- TRECHO SELECIONADO:

■ ■ ■ ■

Salve, Alan Parker!

por Taciana Oliveira__

Alan Parker no set de The Commitments


Não sou conhecedora de toda a filmografia de Alan Parker, mas tenho uma profunda relação afetiva pelos filmes que assisti do diretor britânico, falecido no último 31 de julho. Grande parte da minha geração esbarrou em algumas das suas produções, seja em uma sala de cinema ou nas sessões de filmes exibidos na TV Aberta ou a cabo. O cineasta atuou em uma época onde fazer cinema era antes de tudo um compromisso artístico. Nos seus trabalhos sempre predominava a qualidade do roteiro e a participação de um elenco robusto. Hoje, em meio aos avanços tecnológicos utilizados no vazio narrativo dos blockbusters, a inteligência cinematográfica de Parker deixa uma lacuna insubstituível. Faço nesse espaço uma lista das obras do diretor que contribuiu para me tirar da zona de conforto. Salve, Alan Parker!

■ ■ ■ ■

Entradas extraídas de uma coleção:
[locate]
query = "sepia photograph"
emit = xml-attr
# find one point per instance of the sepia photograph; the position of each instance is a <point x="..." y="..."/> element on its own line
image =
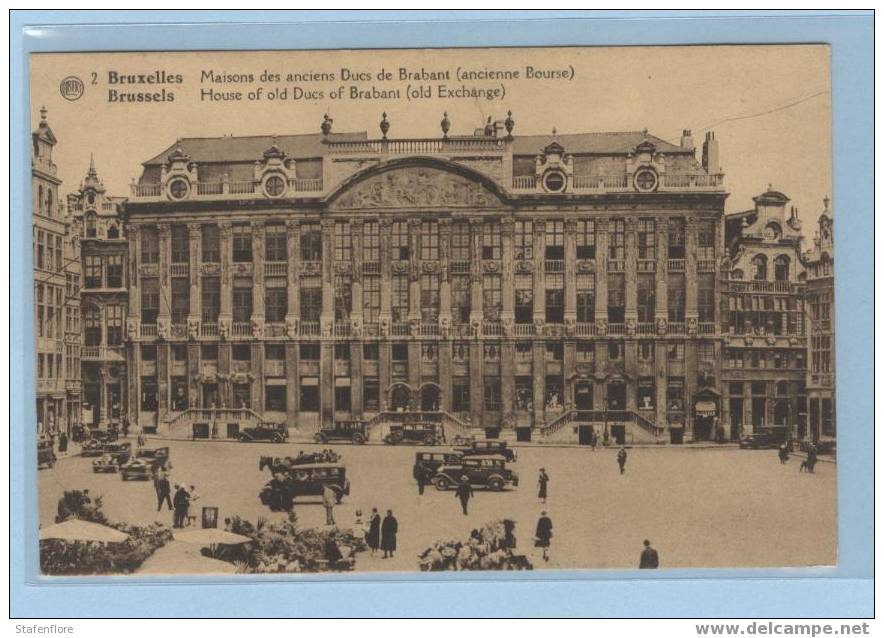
<point x="433" y="310"/>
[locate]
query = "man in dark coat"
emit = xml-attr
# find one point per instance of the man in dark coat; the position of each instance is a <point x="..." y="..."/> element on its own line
<point x="543" y="534"/>
<point x="649" y="558"/>
<point x="373" y="537"/>
<point x="389" y="529"/>
<point x="164" y="490"/>
<point x="621" y="459"/>
<point x="181" y="502"/>
<point x="464" y="492"/>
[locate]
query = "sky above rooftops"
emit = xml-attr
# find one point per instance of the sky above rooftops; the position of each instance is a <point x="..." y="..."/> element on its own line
<point x="768" y="105"/>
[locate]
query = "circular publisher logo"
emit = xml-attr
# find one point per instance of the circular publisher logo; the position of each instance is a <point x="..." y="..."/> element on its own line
<point x="72" y="88"/>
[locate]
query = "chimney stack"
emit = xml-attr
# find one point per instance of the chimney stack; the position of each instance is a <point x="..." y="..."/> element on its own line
<point x="710" y="154"/>
<point x="687" y="142"/>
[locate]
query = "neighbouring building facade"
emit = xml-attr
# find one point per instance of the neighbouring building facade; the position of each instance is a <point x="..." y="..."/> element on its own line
<point x="103" y="300"/>
<point x="820" y="268"/>
<point x="55" y="299"/>
<point x="528" y="285"/>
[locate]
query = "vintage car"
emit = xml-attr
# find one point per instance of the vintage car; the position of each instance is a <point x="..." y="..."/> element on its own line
<point x="155" y="457"/>
<point x="304" y="480"/>
<point x="485" y="447"/>
<point x="354" y="431"/>
<point x="137" y="470"/>
<point x="764" y="438"/>
<point x="272" y="432"/>
<point x="481" y="471"/>
<point x="45" y="454"/>
<point x="420" y="432"/>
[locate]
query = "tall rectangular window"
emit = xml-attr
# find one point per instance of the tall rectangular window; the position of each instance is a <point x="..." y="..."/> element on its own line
<point x="460" y="298"/>
<point x="616" y="298"/>
<point x="491" y="240"/>
<point x="617" y="240"/>
<point x="242" y="300"/>
<point x="429" y="240"/>
<point x="150" y="300"/>
<point x="92" y="271"/>
<point x="343" y="242"/>
<point x="180" y="299"/>
<point x="706" y="239"/>
<point x="371" y="298"/>
<point x="646" y="286"/>
<point x="150" y="245"/>
<point x="371" y="242"/>
<point x="555" y="240"/>
<point x="460" y="241"/>
<point x="276" y="243"/>
<point x="430" y="298"/>
<point x="114" y="268"/>
<point x="647" y="239"/>
<point x="585" y="239"/>
<point x="400" y="298"/>
<point x="311" y="242"/>
<point x="211" y="299"/>
<point x="400" y="241"/>
<point x="311" y="303"/>
<point x="275" y="304"/>
<point x="492" y="297"/>
<point x="706" y="296"/>
<point x="524" y="240"/>
<point x="555" y="298"/>
<point x="585" y="298"/>
<point x="180" y="244"/>
<point x="242" y="243"/>
<point x="211" y="244"/>
<point x="114" y="325"/>
<point x="676" y="296"/>
<point x="676" y="237"/>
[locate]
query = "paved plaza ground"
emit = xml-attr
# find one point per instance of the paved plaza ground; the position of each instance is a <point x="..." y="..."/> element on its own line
<point x="700" y="507"/>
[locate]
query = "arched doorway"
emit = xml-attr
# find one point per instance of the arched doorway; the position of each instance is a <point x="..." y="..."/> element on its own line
<point x="400" y="397"/>
<point x="431" y="397"/>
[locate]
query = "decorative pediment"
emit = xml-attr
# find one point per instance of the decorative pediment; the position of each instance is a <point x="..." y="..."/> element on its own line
<point x="416" y="186"/>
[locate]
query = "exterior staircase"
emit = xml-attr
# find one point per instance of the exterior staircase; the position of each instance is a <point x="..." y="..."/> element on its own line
<point x="638" y="428"/>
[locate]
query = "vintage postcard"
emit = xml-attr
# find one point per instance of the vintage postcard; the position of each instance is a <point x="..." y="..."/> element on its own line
<point x="425" y="310"/>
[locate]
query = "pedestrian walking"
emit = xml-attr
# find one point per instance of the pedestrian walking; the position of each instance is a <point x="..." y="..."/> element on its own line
<point x="621" y="459"/>
<point x="180" y="502"/>
<point x="163" y="489"/>
<point x="464" y="492"/>
<point x="649" y="558"/>
<point x="543" y="534"/>
<point x="328" y="500"/>
<point x="389" y="529"/>
<point x="373" y="536"/>
<point x="542" y="480"/>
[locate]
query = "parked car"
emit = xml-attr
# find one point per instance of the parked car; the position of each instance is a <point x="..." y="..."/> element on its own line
<point x="304" y="480"/>
<point x="45" y="454"/>
<point x="486" y="447"/>
<point x="353" y="431"/>
<point x="425" y="432"/>
<point x="434" y="460"/>
<point x="272" y="432"/>
<point x="490" y="472"/>
<point x="136" y="470"/>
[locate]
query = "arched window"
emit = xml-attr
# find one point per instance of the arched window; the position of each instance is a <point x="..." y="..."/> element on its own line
<point x="781" y="268"/>
<point x="759" y="264"/>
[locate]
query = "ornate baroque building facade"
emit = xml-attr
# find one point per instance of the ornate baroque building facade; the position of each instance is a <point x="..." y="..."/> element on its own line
<point x="527" y="283"/>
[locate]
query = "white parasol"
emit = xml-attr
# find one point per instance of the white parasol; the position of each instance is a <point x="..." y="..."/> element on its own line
<point x="76" y="530"/>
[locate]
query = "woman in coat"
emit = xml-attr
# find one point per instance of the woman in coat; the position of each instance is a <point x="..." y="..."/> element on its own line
<point x="543" y="534"/>
<point x="373" y="536"/>
<point x="389" y="529"/>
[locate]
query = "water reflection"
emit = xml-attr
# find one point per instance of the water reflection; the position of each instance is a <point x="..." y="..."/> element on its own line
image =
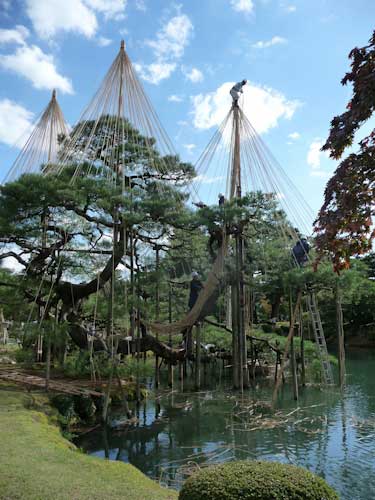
<point x="330" y="433"/>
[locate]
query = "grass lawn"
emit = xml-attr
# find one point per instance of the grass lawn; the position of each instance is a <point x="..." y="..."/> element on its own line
<point x="36" y="462"/>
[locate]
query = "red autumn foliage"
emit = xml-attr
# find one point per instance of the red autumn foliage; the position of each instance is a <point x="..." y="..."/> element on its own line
<point x="343" y="226"/>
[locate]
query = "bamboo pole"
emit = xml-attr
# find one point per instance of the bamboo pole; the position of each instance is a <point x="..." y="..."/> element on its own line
<point x="340" y="334"/>
<point x="286" y="350"/>
<point x="157" y="298"/>
<point x="293" y="366"/>
<point x="170" y="366"/>
<point x="198" y="356"/>
<point x="302" y="347"/>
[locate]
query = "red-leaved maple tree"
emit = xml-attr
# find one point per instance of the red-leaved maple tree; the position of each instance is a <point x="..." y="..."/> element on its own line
<point x="344" y="224"/>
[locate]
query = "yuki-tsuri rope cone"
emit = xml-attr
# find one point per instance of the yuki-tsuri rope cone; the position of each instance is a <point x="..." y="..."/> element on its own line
<point x="42" y="147"/>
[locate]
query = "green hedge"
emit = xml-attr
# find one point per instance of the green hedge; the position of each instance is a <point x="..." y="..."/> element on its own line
<point x="250" y="480"/>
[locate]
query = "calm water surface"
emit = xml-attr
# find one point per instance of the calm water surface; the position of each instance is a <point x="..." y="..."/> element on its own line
<point x="329" y="433"/>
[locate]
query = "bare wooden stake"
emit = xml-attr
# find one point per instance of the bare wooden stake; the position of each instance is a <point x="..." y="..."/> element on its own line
<point x="286" y="350"/>
<point x="197" y="356"/>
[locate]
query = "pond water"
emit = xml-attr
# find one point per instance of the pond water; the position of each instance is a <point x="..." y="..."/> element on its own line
<point x="328" y="432"/>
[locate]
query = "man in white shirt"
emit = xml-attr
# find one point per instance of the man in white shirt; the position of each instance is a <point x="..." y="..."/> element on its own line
<point x="236" y="90"/>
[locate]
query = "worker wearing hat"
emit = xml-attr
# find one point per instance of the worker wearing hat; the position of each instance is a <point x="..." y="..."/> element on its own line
<point x="236" y="90"/>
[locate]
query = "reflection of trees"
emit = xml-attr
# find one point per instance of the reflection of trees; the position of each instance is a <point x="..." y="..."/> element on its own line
<point x="197" y="427"/>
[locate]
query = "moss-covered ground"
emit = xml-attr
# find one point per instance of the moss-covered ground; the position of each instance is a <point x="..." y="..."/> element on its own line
<point x="36" y="462"/>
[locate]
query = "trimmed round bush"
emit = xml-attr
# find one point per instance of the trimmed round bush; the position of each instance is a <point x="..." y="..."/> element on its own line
<point x="250" y="480"/>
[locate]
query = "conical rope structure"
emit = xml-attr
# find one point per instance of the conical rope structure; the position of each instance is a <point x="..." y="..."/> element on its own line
<point x="42" y="147"/>
<point x="119" y="134"/>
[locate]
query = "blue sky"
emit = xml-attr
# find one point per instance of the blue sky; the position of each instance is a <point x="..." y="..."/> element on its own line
<point x="293" y="52"/>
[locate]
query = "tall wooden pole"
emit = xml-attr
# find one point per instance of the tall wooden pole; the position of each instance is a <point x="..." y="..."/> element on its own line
<point x="157" y="298"/>
<point x="240" y="366"/>
<point x="340" y="334"/>
<point x="198" y="357"/>
<point x="170" y="366"/>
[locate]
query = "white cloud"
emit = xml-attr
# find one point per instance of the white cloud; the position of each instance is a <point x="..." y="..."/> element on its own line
<point x="104" y="42"/>
<point x="168" y="47"/>
<point x="172" y="39"/>
<point x="52" y="16"/>
<point x="294" y="136"/>
<point x="246" y="6"/>
<point x="195" y="75"/>
<point x="15" y="123"/>
<point x="17" y="35"/>
<point x="155" y="72"/>
<point x="322" y="174"/>
<point x="140" y="5"/>
<point x="38" y="67"/>
<point x="49" y="17"/>
<point x="111" y="9"/>
<point x="190" y="147"/>
<point x="263" y="106"/>
<point x="206" y="179"/>
<point x="175" y="98"/>
<point x="275" y="40"/>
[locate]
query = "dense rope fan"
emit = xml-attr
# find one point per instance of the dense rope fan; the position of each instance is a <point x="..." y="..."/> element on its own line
<point x="119" y="133"/>
<point x="41" y="148"/>
<point x="255" y="169"/>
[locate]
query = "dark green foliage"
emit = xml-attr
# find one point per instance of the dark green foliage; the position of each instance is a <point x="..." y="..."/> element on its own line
<point x="73" y="409"/>
<point x="250" y="480"/>
<point x="84" y="407"/>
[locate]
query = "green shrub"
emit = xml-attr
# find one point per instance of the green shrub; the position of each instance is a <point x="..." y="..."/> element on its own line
<point x="249" y="480"/>
<point x="25" y="356"/>
<point x="267" y="328"/>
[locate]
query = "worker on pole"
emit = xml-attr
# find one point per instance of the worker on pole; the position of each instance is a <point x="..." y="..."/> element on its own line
<point x="236" y="90"/>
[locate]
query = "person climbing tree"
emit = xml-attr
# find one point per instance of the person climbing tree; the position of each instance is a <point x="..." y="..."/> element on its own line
<point x="300" y="251"/>
<point x="195" y="288"/>
<point x="236" y="90"/>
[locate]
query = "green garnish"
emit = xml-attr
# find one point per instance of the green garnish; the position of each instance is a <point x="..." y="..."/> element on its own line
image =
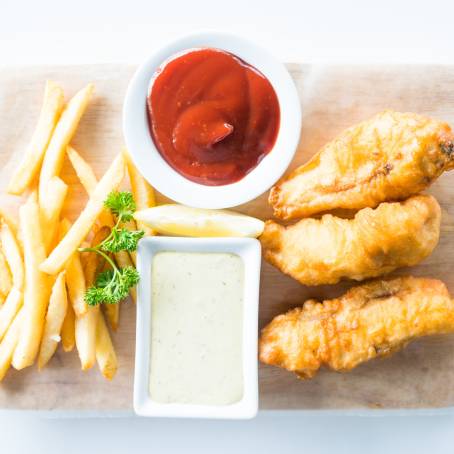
<point x="113" y="285"/>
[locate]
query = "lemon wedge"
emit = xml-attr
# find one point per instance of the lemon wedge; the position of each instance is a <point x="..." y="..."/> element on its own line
<point x="174" y="219"/>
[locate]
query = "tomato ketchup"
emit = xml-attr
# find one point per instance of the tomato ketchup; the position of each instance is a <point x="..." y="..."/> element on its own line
<point x="212" y="116"/>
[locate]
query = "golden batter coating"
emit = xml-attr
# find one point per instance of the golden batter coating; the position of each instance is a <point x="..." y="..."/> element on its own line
<point x="389" y="157"/>
<point x="373" y="243"/>
<point x="369" y="321"/>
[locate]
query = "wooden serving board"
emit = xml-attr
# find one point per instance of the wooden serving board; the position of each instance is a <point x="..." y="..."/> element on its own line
<point x="333" y="98"/>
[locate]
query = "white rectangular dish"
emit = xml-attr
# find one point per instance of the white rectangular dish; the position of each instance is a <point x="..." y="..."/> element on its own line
<point x="250" y="253"/>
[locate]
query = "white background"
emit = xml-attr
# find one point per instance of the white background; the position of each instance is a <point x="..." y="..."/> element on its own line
<point x="74" y="31"/>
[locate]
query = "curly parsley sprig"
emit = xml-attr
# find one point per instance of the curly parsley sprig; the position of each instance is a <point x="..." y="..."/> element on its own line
<point x="113" y="285"/>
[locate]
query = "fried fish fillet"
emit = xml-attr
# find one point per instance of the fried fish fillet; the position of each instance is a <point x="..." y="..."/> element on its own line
<point x="369" y="321"/>
<point x="373" y="243"/>
<point x="390" y="157"/>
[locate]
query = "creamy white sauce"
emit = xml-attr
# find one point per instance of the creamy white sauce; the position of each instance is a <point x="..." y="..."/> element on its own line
<point x="196" y="328"/>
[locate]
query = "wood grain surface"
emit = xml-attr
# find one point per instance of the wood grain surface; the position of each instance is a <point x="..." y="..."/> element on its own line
<point x="333" y="98"/>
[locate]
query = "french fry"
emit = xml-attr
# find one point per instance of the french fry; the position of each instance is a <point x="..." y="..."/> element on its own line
<point x="12" y="223"/>
<point x="86" y="324"/>
<point x="68" y="335"/>
<point x="86" y="337"/>
<point x="83" y="170"/>
<point x="63" y="133"/>
<point x="13" y="255"/>
<point x="105" y="352"/>
<point x="75" y="280"/>
<point x="50" y="112"/>
<point x="141" y="190"/>
<point x="37" y="286"/>
<point x="9" y="344"/>
<point x="6" y="281"/>
<point x="88" y="179"/>
<point x="79" y="230"/>
<point x="75" y="277"/>
<point x="10" y="308"/>
<point x="50" y="209"/>
<point x="55" y="316"/>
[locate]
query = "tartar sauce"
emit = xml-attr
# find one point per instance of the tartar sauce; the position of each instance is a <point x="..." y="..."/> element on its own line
<point x="196" y="328"/>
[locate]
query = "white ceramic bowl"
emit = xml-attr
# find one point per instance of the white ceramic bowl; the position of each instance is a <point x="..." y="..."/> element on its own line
<point x="250" y="252"/>
<point x="169" y="182"/>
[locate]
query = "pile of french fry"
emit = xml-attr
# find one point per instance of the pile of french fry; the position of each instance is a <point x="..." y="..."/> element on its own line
<point x="43" y="277"/>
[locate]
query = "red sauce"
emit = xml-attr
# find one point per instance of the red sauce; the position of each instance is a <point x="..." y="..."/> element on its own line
<point x="212" y="116"/>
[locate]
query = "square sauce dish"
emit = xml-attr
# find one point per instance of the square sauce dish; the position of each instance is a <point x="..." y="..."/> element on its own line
<point x="197" y="327"/>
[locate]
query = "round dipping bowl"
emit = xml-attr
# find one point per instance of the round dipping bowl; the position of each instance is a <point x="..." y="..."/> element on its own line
<point x="168" y="181"/>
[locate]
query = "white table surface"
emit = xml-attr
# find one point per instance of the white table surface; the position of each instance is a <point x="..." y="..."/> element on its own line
<point x="78" y="31"/>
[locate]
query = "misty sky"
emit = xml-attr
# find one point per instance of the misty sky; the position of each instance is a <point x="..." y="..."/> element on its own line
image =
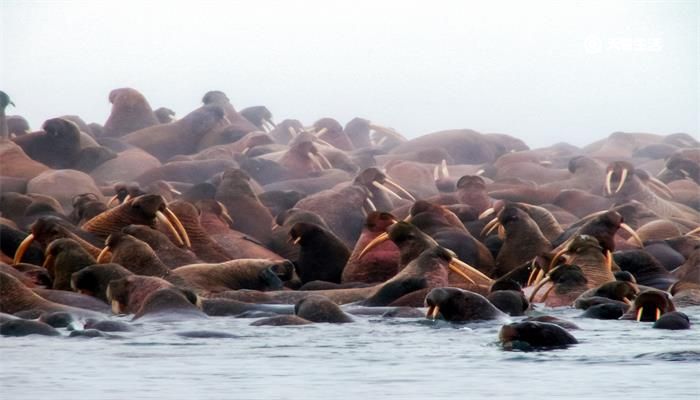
<point x="542" y="71"/>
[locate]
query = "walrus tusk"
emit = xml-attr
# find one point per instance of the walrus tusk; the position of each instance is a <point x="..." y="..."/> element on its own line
<point x="399" y="188"/>
<point x="561" y="252"/>
<point x="102" y="257"/>
<point x="535" y="270"/>
<point x="662" y="187"/>
<point x="325" y="160"/>
<point x="501" y="232"/>
<point x="459" y="272"/>
<point x="608" y="178"/>
<point x="116" y="307"/>
<point x="387" y="131"/>
<point x="432" y="313"/>
<point x="487" y="212"/>
<point x="633" y="233"/>
<point x="546" y="294"/>
<point x="227" y="217"/>
<point x="315" y="161"/>
<point x="538" y="287"/>
<point x="374" y="243"/>
<point x="622" y="179"/>
<point x="320" y="132"/>
<point x="180" y="228"/>
<point x="19" y="253"/>
<point x="112" y="200"/>
<point x="540" y="275"/>
<point x="48" y="261"/>
<point x="471" y="269"/>
<point x="370" y="204"/>
<point x="386" y="189"/>
<point x="164" y="220"/>
<point x="489" y="227"/>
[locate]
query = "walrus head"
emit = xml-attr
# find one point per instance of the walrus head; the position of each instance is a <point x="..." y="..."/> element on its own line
<point x="144" y="210"/>
<point x="649" y="306"/>
<point x="47" y="229"/>
<point x="617" y="175"/>
<point x="373" y="178"/>
<point x="459" y="305"/>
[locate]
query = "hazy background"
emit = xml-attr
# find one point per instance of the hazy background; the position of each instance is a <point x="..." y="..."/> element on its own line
<point x="542" y="71"/>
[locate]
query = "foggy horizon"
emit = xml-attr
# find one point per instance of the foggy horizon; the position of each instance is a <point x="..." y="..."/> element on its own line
<point x="544" y="73"/>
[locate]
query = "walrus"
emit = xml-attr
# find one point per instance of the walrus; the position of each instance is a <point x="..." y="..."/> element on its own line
<point x="281" y="320"/>
<point x="534" y="336"/>
<point x="167" y="252"/>
<point x="457" y="305"/>
<point x="15" y="297"/>
<point x="248" y="214"/>
<point x="318" y="308"/>
<point x="251" y="274"/>
<point x="180" y="137"/>
<point x="127" y="295"/>
<point x="134" y="255"/>
<point x="322" y="256"/>
<point x="21" y="327"/>
<point x="63" y="258"/>
<point x="130" y="112"/>
<point x="168" y="304"/>
<point x="674" y="320"/>
<point x="77" y="300"/>
<point x="649" y="306"/>
<point x="150" y="210"/>
<point x="94" y="279"/>
<point x="378" y="265"/>
<point x="230" y="307"/>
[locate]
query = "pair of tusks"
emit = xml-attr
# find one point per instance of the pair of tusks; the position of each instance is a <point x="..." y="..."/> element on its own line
<point x="493" y="224"/>
<point x="681" y="170"/>
<point x="320" y="132"/>
<point x="433" y="311"/>
<point x="268" y="125"/>
<point x="323" y="164"/>
<point x="441" y="171"/>
<point x="457" y="266"/>
<point x="115" y="198"/>
<point x="537" y="273"/>
<point x="391" y="187"/>
<point x="641" y="310"/>
<point x="368" y="206"/>
<point x="387" y="131"/>
<point x="660" y="188"/>
<point x="608" y="181"/>
<point x="172" y="222"/>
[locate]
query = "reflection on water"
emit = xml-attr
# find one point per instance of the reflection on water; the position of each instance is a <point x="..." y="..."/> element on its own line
<point x="371" y="358"/>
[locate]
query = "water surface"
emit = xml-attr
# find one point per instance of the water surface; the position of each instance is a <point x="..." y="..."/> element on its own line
<point x="371" y="358"/>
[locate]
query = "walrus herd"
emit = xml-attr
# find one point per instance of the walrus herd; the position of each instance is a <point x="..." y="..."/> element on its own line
<point x="226" y="213"/>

■ ■ ■ ■

- PROBLEMAS A RESOLVER:
a: No texto sobre Alan Parker, liste em ordem a primeira palavra de cada frase do parágrafo iniciado por "Não sou conhecedora".
b: Repita fielmente o trecho do texto sobre Alan Parker que começa em "Não sou conhecedora" e vai até "conforto. Salve, Alan Parker!".

- RESPOSTAS:
a: Não, Grande, O, Nos, Hoje, Faço, Salve

b:
Não sou conhecedora de toda a filmografia de Alan Parker, mas tenho uma profunda relação afetiva pelos filmes que assisti do diretor britânico, falecido no último 31 de julho. Grande parte da minha geração esbarrou em algumas das suas produções, seja em uma sala de cinema ou nas sessões de filmes exibidos na TV Aberta ou a cabo. O cineasta atuou em uma época onde fazer cinema era antes de tudo um compromisso artístico. Nos seus trabalhos sempre predominava a qualidade do roteiro e a participação de um elenco robusto. Hoje, em meio aos avanços tecnológicos utilizados no vazio narrativo dos blockbusters, a inteligência cinematográfica de Parker deixa uma lacuna insubstituível. Faço nesse espaço uma lista das obras do diretor que contribuiu para me tirar da zona de conforto. Salve, Alan Parker!